● **Task requirements**
Here is the listing. Report each line in it that contains the string "pole".
________________________
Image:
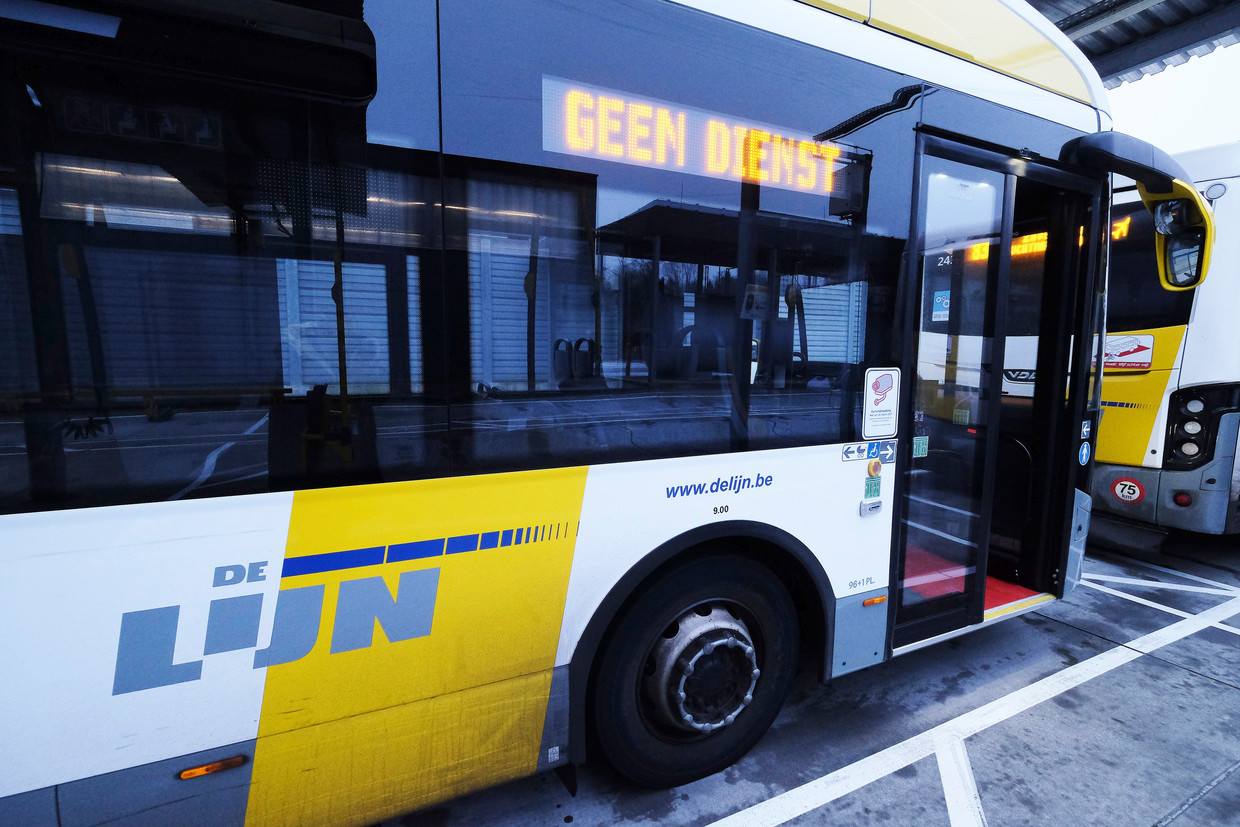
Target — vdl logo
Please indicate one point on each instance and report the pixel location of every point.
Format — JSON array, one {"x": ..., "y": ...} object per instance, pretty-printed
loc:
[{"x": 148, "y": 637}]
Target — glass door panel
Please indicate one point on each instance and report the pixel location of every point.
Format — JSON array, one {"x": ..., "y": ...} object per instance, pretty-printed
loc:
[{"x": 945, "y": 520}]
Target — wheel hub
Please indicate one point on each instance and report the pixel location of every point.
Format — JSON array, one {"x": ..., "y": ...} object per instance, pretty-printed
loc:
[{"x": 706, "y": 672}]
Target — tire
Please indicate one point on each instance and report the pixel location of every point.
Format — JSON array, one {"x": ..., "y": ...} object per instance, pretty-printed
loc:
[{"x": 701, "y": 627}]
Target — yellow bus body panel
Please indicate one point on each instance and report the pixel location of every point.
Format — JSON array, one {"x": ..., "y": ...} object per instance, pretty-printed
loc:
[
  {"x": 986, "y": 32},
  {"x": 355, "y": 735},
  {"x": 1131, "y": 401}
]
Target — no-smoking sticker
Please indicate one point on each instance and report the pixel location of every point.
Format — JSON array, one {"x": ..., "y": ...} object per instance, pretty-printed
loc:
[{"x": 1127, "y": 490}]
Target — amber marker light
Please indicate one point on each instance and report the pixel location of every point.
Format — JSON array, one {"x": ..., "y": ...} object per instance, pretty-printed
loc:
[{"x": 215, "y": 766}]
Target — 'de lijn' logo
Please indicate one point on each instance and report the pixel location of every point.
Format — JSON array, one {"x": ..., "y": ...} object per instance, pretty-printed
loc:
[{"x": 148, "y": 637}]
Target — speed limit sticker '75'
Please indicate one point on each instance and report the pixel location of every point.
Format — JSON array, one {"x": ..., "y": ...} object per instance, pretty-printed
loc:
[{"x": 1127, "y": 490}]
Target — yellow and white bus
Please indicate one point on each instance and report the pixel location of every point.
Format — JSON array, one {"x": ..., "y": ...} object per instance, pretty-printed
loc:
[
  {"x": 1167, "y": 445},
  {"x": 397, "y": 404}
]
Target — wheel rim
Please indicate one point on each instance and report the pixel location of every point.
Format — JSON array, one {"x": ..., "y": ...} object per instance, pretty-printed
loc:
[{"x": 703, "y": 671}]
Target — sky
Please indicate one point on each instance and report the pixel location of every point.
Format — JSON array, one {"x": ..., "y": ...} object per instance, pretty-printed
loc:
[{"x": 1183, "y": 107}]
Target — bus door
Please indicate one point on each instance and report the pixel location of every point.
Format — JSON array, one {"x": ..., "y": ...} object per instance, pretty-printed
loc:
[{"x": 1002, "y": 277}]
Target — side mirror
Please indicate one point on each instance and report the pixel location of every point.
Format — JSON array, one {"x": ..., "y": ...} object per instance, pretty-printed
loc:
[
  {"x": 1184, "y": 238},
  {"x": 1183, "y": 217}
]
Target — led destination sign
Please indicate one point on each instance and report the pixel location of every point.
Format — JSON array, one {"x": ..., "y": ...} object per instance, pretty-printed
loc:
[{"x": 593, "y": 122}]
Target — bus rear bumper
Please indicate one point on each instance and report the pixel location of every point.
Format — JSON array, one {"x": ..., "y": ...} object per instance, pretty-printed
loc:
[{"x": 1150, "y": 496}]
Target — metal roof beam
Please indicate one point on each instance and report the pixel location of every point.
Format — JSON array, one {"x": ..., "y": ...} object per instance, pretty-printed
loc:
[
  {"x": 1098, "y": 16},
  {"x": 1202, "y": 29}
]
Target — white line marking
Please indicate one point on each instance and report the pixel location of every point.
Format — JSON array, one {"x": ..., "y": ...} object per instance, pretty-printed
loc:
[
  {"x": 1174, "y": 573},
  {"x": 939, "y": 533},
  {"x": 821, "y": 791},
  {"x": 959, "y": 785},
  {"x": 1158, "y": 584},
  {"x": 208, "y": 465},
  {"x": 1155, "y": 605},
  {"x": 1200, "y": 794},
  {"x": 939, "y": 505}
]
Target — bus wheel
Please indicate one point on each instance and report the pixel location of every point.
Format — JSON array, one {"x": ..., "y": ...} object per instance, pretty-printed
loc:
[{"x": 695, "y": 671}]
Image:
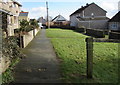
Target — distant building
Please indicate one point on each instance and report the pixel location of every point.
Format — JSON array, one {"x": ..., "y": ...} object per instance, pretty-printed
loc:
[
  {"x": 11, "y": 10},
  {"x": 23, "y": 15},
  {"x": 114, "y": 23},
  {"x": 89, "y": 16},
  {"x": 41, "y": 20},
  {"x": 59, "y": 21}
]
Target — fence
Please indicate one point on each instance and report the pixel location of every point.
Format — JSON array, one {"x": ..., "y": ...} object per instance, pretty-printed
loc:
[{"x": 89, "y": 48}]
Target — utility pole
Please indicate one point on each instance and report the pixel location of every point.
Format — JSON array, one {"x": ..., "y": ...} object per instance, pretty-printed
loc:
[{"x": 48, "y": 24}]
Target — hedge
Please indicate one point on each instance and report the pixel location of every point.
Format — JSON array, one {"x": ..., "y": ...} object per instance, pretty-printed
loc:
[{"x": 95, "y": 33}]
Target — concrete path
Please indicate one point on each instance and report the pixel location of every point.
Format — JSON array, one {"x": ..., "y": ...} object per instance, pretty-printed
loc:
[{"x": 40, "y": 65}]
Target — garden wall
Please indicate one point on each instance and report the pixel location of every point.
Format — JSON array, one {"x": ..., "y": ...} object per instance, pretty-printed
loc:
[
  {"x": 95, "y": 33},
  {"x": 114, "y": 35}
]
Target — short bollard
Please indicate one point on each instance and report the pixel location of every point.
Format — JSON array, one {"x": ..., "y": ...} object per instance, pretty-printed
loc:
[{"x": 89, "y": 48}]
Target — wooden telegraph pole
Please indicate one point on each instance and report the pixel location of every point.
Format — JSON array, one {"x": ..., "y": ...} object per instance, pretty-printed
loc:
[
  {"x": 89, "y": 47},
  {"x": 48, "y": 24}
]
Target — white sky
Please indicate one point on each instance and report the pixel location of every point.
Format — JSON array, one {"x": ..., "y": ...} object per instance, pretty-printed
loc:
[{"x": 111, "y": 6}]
________________________
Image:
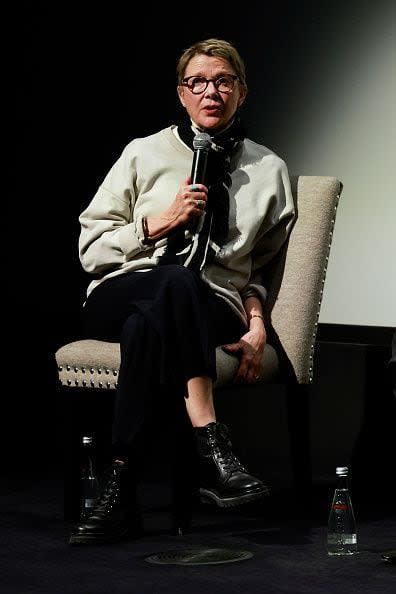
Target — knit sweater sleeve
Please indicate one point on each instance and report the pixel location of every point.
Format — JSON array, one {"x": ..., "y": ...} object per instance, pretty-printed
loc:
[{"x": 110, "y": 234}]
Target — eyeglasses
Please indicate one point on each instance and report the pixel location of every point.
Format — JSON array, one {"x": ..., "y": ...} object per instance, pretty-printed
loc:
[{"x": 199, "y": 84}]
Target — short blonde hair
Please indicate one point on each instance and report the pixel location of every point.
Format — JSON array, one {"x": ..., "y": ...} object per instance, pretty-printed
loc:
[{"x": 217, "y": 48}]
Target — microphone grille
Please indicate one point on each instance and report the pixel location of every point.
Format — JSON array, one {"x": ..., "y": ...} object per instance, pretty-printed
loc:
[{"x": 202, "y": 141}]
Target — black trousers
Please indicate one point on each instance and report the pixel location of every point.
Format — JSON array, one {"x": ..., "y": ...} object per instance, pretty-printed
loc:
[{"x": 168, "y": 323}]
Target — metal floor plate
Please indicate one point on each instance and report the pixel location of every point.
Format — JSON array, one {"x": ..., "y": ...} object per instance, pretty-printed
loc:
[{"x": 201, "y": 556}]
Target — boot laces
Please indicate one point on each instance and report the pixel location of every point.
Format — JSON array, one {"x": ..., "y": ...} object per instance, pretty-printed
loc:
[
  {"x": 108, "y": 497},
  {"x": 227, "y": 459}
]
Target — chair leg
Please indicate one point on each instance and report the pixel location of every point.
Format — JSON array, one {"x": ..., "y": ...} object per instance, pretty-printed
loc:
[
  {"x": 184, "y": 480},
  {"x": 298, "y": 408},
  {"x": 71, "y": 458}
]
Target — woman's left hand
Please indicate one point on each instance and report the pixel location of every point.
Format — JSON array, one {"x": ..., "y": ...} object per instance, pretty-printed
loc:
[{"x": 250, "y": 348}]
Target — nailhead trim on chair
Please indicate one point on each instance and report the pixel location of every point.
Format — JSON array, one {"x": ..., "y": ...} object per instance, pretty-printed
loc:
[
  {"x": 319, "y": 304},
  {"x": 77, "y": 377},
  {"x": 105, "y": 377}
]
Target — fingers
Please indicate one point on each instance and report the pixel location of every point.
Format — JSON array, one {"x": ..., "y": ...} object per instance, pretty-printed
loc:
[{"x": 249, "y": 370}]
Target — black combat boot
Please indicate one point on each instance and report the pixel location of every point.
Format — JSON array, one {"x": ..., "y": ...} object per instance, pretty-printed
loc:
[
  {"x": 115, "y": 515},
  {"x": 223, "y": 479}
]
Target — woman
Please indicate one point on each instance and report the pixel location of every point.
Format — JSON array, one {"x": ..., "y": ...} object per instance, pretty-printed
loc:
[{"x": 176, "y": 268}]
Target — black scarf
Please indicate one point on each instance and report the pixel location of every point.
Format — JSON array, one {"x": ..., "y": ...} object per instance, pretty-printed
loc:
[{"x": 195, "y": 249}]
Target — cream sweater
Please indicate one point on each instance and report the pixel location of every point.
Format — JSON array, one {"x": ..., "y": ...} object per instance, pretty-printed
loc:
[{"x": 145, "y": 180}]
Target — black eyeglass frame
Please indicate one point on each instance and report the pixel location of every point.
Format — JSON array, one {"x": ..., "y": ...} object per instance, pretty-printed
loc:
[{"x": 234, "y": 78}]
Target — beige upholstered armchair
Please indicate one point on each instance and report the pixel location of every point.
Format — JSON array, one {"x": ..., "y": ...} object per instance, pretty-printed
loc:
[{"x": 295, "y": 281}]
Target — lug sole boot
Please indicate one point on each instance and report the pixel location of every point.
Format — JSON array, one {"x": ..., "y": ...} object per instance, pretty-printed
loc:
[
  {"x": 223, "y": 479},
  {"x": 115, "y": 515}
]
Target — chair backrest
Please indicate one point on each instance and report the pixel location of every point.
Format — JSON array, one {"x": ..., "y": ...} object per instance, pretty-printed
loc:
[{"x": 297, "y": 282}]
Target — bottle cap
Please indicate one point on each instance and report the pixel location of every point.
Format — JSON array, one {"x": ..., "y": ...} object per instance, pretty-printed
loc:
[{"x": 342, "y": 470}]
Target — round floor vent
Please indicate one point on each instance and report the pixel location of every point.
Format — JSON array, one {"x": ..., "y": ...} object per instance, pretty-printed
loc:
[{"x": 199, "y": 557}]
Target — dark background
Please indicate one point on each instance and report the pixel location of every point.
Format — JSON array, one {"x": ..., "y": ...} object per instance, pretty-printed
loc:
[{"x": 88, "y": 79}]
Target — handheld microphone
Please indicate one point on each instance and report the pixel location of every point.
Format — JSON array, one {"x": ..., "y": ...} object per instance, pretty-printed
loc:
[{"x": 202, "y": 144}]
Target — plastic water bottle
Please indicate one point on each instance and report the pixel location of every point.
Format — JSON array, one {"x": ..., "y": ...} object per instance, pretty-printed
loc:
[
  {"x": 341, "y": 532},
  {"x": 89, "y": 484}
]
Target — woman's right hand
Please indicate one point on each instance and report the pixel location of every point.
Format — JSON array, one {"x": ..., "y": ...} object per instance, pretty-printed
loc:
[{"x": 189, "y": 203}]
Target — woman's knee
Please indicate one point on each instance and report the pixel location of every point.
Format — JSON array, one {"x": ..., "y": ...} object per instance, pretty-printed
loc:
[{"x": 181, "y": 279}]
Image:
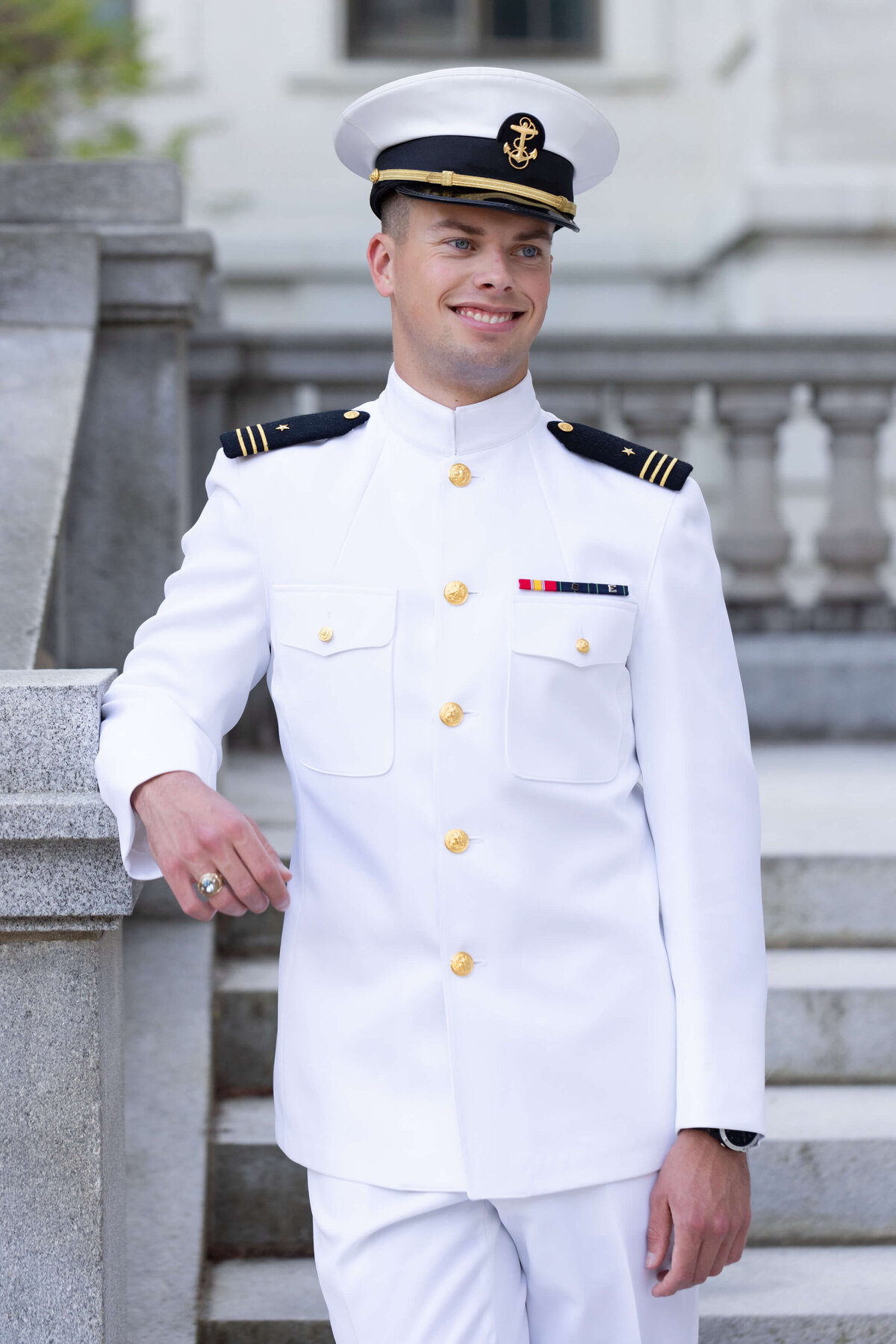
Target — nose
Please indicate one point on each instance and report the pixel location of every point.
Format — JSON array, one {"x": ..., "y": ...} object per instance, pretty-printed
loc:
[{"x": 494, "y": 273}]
________________________
● **Your response**
Target — utility pole
Target — wooden telegraph pole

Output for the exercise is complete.